■ OBJETIVO DEL EJERCICIO ■
Copia sin cambios el tramo que empieza en la línea que contiene "point: red stage" y termina al final del material, con ambos extremos incluidos.

Algunos registros
####

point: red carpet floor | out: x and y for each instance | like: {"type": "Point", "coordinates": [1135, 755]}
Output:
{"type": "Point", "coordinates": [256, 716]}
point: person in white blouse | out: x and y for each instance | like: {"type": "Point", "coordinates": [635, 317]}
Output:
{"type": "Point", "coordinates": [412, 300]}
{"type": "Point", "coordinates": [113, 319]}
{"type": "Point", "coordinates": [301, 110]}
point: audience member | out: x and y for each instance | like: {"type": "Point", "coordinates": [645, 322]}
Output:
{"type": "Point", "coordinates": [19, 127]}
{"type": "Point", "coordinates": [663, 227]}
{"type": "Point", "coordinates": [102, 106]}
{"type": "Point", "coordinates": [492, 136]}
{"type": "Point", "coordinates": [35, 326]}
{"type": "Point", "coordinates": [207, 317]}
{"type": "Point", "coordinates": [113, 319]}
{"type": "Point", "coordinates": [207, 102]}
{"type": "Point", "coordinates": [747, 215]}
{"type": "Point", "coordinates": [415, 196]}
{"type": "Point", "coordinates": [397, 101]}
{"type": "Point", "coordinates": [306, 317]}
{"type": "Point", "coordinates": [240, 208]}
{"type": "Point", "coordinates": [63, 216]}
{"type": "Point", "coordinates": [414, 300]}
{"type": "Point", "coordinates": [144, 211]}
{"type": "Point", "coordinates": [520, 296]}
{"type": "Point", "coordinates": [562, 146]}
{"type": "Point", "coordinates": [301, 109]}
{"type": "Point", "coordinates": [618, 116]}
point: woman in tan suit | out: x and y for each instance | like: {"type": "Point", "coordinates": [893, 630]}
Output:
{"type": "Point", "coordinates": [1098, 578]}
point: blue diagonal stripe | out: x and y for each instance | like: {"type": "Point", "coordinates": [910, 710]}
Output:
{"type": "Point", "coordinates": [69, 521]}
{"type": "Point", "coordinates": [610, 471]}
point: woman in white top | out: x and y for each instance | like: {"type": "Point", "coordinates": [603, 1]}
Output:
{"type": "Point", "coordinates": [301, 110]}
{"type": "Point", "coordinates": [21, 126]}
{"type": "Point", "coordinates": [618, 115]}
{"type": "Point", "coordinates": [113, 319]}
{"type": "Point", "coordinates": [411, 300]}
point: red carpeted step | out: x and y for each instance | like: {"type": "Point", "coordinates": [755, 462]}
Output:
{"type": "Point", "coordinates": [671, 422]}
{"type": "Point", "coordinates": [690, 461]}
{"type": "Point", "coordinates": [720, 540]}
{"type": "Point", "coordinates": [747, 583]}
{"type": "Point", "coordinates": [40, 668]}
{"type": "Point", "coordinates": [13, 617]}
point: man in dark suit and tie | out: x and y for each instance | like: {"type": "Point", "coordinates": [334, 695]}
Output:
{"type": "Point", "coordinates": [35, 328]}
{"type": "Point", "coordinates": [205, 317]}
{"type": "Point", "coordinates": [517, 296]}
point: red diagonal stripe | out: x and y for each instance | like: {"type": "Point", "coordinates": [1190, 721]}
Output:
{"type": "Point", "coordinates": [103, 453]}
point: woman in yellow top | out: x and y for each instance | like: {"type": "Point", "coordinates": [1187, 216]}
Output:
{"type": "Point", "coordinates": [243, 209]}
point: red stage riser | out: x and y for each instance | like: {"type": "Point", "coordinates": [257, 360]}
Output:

####

■ RESPUESTA DEL EJERCICIO ■
point: red stage riser | out: x and y for each instance | like: {"type": "Point", "coordinates": [257, 360]}
Output:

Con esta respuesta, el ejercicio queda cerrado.